# Things to do
1/ In the text on myoblast assays, how long were the samples incubated after MTT was added?
2/ Say whether each statement agrees with the text on myoblast assays. Answer yes or no, and quote the deciding words from the text.
(a) Cell adherence was determined 24 h after treatment.
(b) An Invitrogen kit was used to measure caspase-3 activity.
(c) Annexin V binding was used to detect the late phase of apoptosis.
3/ Proceed with the text on myoblast assays from the point where it stops.

# Supplied text

⁂

Measurement of Proliferation, Apoptosis, and Differentiation

Myoblast viability after 48-h serum deprivation or staurosporine treatment was assessed by the mitochondria-dependent reduction of 3-[4,5-dimethylthiazol-2-yl]-2,5-diphenyltetrazolium bromide (MTT) to formazan (Roche, Mannheim, Germany) as described previously (33). Briefly, NADPH produced by the cells was visualized by adding MTT (10 μl, 5 mg/ml in PBS) to 100 μl of cell suspension. Following a 4-h incubation period at 37°C, the samples were dissolved in DMSO, and the amount of formazan dye generated was quantified (A540 nm/A650 nm). Cell adherence was determined 48 h after treatment. Nuclei were stained with DAPI, and cells were washed thoroughly with PBS. Cell nuclei were counted with CellC software version 1.11 (Seli-nummi and Seppälä, Tampere University of Technology, www.cs.tut.fi/sgn/csb/cellc). The early phase of apoptosis, characterized by phosphatidyl serine translocation, was determined 24 h after serum deprivation or staurosporine treatment by cell surface annexin V binding (Invitrogen, Carlsbad, CA). Fluorescence (340 nm/460 nm) was measured with Wallac Victor2 (Perkin-Elmer, Wellesley, MA). Myoblast sheet apoptosis was determined by measuring caspase-3 activity after the induction of apoptosis by either serum deprivation or staurosporine for 24 h. Caspase-3 activity was measured using EnzChek® caspase-3 assay kit (Invitrogen). For differentiation, sheets were deprived of serum to induce myoblast differentiation into myotubes. Western blotting samples were then collected for evaluation of troponin T and myogenin expression.

⁂

# Data supplied
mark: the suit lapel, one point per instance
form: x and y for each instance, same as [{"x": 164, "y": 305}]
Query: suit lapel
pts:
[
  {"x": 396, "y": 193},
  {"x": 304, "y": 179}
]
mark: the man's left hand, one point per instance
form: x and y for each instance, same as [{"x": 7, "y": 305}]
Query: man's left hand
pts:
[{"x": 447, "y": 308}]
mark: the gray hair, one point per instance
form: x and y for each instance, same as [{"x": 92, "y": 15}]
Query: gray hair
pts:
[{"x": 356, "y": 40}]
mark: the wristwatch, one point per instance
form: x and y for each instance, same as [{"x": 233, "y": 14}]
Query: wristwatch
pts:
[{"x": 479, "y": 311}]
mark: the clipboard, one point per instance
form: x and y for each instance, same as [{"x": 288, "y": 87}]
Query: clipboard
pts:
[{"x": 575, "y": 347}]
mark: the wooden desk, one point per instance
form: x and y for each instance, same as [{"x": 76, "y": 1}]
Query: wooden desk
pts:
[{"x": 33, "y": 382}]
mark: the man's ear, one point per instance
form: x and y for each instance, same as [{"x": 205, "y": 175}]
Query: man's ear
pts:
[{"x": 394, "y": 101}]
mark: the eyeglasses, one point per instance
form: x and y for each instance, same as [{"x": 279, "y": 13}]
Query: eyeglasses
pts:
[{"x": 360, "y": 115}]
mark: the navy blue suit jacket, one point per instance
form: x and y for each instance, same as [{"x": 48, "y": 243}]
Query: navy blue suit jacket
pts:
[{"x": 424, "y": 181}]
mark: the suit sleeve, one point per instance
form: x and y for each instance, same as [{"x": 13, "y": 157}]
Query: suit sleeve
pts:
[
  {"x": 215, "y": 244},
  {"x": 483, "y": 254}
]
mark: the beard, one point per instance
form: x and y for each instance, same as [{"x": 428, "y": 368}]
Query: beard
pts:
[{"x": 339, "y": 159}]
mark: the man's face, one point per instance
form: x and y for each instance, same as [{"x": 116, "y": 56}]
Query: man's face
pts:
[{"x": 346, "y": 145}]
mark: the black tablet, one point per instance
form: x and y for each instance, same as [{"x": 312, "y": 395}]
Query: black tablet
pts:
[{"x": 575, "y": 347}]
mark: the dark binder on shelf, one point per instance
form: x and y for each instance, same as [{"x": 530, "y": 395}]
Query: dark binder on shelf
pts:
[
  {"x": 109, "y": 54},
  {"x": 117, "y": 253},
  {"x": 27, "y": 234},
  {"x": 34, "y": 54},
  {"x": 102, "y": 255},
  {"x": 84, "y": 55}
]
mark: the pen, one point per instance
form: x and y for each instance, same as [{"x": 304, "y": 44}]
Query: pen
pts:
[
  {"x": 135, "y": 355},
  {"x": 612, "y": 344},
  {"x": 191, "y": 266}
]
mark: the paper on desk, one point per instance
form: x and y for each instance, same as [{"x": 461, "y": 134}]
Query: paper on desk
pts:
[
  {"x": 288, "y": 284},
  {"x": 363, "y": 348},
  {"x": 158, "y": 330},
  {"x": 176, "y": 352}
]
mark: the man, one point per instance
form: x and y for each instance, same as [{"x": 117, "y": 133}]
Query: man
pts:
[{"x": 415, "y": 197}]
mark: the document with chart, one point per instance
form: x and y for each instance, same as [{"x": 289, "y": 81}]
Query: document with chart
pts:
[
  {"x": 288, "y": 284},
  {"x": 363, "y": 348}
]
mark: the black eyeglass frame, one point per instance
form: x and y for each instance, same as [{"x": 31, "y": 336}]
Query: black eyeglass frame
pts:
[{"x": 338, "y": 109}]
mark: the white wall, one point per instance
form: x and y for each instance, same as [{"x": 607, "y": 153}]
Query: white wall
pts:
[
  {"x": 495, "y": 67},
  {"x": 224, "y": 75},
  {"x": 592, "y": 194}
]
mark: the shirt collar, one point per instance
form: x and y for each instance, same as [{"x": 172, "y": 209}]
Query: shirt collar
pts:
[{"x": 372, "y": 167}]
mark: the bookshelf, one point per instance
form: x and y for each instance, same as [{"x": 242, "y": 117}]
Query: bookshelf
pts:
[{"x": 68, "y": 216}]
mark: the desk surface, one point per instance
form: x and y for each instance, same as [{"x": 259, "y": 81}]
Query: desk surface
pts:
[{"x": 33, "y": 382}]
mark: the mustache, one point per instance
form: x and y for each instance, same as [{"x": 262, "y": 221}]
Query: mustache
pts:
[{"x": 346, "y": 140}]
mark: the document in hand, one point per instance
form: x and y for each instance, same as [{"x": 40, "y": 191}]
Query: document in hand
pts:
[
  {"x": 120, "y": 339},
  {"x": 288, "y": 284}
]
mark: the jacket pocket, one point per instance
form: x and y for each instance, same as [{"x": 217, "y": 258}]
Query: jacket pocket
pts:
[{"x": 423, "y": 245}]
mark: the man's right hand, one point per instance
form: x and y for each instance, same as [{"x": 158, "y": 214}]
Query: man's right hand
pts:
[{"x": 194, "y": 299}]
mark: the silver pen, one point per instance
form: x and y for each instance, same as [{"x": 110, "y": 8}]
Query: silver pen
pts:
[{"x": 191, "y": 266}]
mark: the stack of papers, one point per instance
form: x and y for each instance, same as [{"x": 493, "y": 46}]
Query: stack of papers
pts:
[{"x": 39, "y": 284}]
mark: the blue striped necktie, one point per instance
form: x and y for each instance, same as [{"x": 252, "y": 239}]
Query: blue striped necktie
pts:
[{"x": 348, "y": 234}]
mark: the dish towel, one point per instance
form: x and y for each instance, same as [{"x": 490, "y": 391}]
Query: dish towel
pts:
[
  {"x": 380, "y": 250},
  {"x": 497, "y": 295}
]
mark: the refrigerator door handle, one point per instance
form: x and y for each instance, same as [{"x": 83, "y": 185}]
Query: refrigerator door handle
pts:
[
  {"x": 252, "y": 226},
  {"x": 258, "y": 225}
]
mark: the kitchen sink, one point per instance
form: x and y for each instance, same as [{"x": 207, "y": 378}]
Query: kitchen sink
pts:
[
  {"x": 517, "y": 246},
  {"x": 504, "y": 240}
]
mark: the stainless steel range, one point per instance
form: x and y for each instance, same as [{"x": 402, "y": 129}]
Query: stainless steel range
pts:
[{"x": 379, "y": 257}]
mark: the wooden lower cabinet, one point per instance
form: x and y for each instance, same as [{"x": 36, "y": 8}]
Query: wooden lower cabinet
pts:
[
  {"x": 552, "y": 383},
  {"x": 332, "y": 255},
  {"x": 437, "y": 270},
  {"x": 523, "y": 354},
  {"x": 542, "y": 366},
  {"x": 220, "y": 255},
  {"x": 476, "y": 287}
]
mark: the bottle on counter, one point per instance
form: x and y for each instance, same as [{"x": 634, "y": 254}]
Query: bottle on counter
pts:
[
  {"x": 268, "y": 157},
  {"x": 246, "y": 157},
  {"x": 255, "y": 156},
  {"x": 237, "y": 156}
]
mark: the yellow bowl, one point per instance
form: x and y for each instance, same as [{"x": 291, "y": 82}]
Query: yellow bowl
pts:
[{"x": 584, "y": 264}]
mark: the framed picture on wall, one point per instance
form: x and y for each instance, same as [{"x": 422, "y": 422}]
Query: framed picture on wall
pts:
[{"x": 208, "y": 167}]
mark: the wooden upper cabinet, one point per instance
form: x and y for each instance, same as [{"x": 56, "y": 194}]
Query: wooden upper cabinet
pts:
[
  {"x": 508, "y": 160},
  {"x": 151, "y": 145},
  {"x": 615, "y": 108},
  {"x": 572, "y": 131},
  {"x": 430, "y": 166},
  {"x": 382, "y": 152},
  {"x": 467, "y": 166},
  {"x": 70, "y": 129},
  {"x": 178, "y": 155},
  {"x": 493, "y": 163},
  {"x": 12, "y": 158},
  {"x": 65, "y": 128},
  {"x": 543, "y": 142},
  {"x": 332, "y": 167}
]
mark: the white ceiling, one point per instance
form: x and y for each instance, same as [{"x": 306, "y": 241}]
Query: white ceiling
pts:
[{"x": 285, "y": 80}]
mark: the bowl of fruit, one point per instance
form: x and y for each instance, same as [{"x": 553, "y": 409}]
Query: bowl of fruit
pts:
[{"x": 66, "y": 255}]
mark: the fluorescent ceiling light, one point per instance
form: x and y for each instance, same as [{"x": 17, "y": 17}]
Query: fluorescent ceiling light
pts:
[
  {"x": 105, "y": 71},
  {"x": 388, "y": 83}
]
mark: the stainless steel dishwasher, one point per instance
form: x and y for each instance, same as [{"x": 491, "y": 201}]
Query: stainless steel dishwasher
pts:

⁂

# Answer list
1/ 4 hours

2/
(a) No: "Cell adherence was determined 48 h after treatment."
(b) Yes: "Caspase-3 activity was measured using EnzChek® caspase-3 assay kit (Invitrogen)."
(c) No: "The early phase of apoptosis, characterized by phosphatidyl serine translocation, was determined 24 h after serum deprivation or staurosporine treatment by cell surface annexin V binding"

3/
VEGF-A Measurements

VEGF-A protein secretion from myoblast sheets was determined from growth medium conditioned for 48 h using a rat VEGF DuoSet™ ELISA kit (R&D Systems, Minneapolis, MN) according to the manufacturer's instructions. VEGF-A expression was determined from staurosporine-treated or nutrient-deprived sheets.

Bcl-2 Overexpression and Transfection

pBabepuro-bcl2 retroviral vector was a kind gift from Dr. Juha Klefström, University of Helsinki, Finland (14). L6 myoblasts were transfected with incubation for 48 h in the presence of retroviral vector and 8 μg/ml polybrene (Sigma-Aldrich, St. Louis, MO). Transfected cells were then selected with 2 μg/ml puromycin (Sigma) for 48 h.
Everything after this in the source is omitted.